### Opdracht
Zet de regels van het begin van de lijst tot en met de regel met "point(542, 374)" om in een genummerde opsomming en laat daarbij lege regels weg. Neem de afbeeldingen niet op in je antwoord.

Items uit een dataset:

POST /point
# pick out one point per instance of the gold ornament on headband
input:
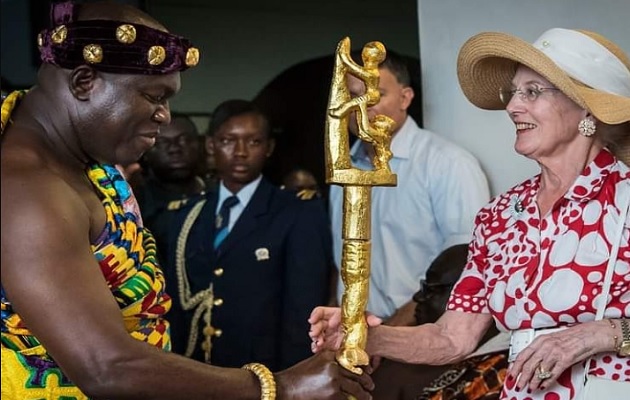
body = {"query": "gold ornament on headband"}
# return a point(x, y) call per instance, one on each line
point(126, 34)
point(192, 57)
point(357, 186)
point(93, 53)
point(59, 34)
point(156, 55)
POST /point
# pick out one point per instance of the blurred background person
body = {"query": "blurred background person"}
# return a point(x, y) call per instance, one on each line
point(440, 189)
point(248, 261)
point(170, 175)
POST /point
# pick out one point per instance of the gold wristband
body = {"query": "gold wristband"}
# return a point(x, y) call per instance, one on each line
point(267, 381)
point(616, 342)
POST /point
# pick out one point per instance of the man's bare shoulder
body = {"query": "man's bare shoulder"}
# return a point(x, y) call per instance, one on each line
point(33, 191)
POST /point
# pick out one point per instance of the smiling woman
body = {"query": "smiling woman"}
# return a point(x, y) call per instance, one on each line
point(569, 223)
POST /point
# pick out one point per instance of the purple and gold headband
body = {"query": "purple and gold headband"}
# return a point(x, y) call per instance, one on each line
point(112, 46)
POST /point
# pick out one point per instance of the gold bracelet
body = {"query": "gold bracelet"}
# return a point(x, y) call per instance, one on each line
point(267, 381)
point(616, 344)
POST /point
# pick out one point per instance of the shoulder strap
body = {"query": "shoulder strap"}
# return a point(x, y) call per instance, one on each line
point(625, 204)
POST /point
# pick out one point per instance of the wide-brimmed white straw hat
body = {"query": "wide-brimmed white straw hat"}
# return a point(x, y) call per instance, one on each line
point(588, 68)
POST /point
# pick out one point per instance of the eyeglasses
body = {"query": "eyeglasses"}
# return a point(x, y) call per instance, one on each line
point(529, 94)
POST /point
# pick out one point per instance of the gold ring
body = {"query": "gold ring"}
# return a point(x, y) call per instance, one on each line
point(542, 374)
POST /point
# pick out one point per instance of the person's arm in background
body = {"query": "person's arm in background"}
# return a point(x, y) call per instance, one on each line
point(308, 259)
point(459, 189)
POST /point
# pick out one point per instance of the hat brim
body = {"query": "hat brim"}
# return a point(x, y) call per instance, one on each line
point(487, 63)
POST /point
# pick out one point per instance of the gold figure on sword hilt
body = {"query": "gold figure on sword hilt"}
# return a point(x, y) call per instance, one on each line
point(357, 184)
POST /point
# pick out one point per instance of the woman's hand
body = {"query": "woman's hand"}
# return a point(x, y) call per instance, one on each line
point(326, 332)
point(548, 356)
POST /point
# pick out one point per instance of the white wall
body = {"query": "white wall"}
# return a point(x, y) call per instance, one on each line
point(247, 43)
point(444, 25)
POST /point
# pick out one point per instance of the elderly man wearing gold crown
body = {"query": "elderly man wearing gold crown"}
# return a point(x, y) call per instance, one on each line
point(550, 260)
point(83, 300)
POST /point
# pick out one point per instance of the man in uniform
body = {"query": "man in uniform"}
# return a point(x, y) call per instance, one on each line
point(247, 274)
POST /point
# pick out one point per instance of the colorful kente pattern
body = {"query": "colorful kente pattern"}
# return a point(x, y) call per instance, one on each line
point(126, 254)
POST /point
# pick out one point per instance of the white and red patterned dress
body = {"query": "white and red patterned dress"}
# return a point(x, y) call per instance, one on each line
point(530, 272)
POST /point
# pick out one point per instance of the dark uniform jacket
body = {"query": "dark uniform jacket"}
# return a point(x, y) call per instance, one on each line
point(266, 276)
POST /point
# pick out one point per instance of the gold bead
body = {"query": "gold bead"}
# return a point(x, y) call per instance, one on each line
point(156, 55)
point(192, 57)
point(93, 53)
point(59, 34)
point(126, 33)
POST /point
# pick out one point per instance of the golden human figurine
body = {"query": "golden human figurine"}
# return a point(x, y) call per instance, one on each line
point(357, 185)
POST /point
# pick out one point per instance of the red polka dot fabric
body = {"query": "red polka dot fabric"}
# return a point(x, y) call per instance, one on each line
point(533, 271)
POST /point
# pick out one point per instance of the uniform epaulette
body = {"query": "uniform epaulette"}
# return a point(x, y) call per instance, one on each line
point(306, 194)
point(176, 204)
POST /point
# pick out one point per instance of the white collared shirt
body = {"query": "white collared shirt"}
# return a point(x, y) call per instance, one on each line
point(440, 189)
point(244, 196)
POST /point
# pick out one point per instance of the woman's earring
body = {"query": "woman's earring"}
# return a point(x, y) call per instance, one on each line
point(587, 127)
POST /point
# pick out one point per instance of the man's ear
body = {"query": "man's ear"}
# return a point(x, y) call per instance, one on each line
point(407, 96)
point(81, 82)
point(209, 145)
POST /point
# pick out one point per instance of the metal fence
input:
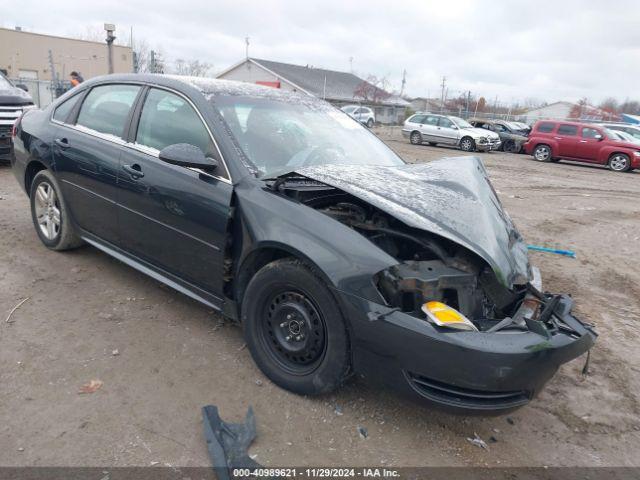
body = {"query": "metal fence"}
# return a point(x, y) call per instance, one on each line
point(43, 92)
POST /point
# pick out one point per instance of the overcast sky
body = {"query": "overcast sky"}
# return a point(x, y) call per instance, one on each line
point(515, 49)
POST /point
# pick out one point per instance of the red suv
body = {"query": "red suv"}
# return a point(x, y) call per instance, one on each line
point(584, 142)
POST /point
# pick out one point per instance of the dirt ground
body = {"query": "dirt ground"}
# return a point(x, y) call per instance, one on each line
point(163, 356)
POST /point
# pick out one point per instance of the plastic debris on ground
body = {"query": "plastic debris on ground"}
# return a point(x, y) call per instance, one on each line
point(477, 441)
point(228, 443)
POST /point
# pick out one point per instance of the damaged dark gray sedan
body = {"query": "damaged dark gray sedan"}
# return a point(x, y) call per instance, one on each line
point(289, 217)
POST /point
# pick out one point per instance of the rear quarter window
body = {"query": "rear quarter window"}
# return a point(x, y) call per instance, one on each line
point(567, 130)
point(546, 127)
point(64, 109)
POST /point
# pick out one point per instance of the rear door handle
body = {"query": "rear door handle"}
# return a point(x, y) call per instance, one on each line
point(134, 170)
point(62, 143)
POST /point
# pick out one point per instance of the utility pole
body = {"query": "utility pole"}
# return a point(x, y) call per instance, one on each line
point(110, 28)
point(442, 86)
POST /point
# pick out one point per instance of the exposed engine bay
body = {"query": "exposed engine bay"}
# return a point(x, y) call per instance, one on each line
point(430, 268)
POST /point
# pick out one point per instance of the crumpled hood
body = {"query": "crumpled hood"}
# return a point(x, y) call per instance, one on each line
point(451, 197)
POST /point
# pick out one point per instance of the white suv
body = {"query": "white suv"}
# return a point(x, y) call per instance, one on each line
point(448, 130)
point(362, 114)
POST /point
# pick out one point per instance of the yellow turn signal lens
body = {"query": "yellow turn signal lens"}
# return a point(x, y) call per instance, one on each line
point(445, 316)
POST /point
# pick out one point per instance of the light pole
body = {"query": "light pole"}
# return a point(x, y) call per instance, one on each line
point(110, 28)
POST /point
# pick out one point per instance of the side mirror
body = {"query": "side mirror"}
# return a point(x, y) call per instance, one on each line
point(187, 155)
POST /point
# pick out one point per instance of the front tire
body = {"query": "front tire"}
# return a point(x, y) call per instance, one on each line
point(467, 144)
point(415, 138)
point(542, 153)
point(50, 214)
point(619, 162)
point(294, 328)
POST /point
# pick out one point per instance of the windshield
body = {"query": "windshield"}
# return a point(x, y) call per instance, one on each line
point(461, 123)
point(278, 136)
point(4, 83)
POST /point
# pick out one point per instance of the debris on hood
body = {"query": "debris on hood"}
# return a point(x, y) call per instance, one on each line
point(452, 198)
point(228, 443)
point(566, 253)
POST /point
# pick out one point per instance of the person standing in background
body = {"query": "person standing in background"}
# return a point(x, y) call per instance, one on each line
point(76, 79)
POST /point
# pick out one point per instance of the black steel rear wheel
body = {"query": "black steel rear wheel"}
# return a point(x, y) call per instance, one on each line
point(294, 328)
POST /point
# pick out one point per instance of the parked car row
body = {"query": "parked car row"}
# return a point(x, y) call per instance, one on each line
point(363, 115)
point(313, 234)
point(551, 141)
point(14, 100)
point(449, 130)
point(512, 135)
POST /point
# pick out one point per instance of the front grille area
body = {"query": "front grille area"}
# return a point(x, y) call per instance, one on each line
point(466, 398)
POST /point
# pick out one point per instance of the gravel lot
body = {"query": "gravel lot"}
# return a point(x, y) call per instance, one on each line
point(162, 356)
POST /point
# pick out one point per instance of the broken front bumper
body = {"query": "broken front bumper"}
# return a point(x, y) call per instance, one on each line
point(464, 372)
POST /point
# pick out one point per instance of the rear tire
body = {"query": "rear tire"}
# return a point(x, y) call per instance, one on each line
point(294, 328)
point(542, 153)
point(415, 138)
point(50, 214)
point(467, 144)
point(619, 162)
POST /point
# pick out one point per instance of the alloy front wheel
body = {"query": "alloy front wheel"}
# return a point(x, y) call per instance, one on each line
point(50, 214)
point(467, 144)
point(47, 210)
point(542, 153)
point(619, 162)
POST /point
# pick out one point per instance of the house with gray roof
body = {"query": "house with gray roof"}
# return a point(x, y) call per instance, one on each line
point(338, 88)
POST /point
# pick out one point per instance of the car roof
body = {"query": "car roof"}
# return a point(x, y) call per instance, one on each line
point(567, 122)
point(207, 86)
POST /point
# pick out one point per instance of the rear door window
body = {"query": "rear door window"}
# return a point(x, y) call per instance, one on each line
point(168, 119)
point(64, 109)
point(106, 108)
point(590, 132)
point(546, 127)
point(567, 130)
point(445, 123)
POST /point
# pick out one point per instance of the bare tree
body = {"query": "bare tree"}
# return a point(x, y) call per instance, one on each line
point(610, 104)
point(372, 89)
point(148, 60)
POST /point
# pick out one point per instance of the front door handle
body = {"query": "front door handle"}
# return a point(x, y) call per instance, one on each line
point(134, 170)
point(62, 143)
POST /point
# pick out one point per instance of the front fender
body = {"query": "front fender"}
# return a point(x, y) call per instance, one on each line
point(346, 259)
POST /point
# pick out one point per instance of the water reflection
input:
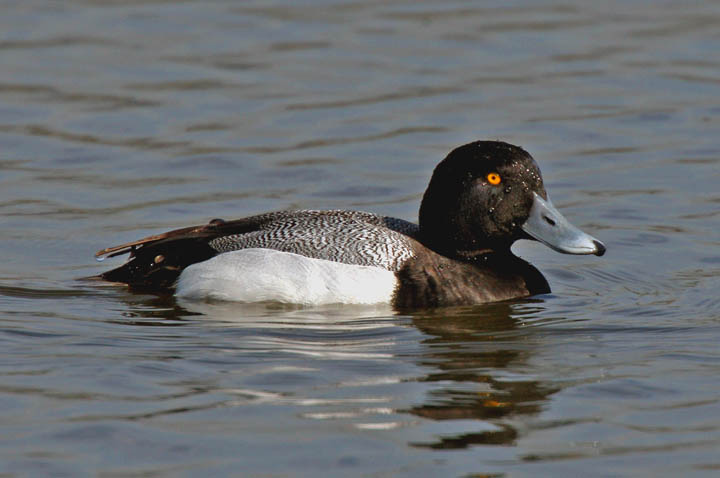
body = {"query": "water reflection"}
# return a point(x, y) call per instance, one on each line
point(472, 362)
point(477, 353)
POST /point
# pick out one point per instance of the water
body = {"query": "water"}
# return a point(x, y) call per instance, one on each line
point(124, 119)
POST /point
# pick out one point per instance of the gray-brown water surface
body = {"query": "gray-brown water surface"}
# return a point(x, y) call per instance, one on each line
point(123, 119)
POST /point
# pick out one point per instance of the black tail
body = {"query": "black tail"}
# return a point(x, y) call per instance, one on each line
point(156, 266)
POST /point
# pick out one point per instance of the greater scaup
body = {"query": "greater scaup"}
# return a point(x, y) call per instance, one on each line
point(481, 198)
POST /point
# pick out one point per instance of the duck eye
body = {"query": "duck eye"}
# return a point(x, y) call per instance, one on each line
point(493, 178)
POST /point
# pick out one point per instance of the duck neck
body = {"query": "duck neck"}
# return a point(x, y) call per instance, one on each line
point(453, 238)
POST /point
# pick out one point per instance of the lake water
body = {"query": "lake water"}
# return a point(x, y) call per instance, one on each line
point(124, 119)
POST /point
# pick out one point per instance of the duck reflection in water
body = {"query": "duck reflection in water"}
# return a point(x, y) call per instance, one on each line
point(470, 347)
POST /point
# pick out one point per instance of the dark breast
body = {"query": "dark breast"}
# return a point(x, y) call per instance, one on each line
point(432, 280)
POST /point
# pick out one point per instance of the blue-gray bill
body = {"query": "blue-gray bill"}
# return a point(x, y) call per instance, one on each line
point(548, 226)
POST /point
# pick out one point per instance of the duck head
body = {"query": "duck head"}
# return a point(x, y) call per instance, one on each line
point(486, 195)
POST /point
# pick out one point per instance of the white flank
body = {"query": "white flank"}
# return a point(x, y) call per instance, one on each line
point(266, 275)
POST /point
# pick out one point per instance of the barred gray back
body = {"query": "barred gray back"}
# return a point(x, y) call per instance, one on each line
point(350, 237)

### Antwoord
1. POST /point
2. # pick out one point per instance of the gold ornament on headband
3. input:
4. body = {"query": "gold ornament on headband"}
5. # return a point(x, y) call per instance, one on each line
6. point(126, 34)
7. point(192, 57)
8. point(357, 186)
9. point(93, 53)
10. point(59, 34)
11. point(156, 55)
12. POST /point
13. # pick out one point per instance of the blurred background person
14. body = {"query": "blurred background person"}
15. # return a point(x, y) call per instance, one on each line
16. point(440, 189)
17. point(248, 261)
18. point(170, 175)
19. POST /point
20. # pick out one point per instance of the gold wristband
21. body = {"query": "gold wristband"}
22. # return a point(x, y) call per instance, one on each line
23. point(267, 381)
24. point(616, 342)
25. POST /point
26. # pick out one point per instance of the man's bare shoulder
27. body = {"query": "man's bare shoulder"}
28. # return a point(x, y) call per instance, one on each line
29. point(33, 191)
30. POST /point
31. # pick out one point per instance of the smiling woman
32. body = {"query": "smiling woman"}
33. # return a point(x, y) call per instance, one on each line
34. point(569, 223)
35. POST /point
36. # pick out one point per instance of the purple and gold headband
37. body = {"query": "purple and gold headband"}
38. # return a point(x, y) call per instance, one on each line
39. point(112, 46)
40. POST /point
41. # pick out one point per instance of the gold bracelet
42. body = {"query": "gold bracelet"}
43. # return a point(x, y) call per instance, one on each line
44. point(267, 381)
45. point(616, 344)
46. POST /point
47. # pick out one point per instance of the shoulder strap
48. body = {"query": "shoulder strap"}
49. # return a point(x, y) call per instance, one on each line
50. point(625, 204)
51. POST /point
52. # pick out one point per instance of the wide-brimmed white straw hat
53. body = {"query": "wide-brimmed white straw hat"}
54. # return a point(x, y) call per instance, one on each line
55. point(588, 68)
56. POST /point
57. # pick out one point per instance of the eyeglasses
58. body = {"query": "eyeglasses"}
59. # return a point(x, y) call per instance, one on each line
60. point(529, 94)
61. POST /point
62. # pick out one point per instance of the gold ring
63. body = {"query": "gold ring"}
64. # return a point(x, y) call per instance, one on each line
65. point(542, 374)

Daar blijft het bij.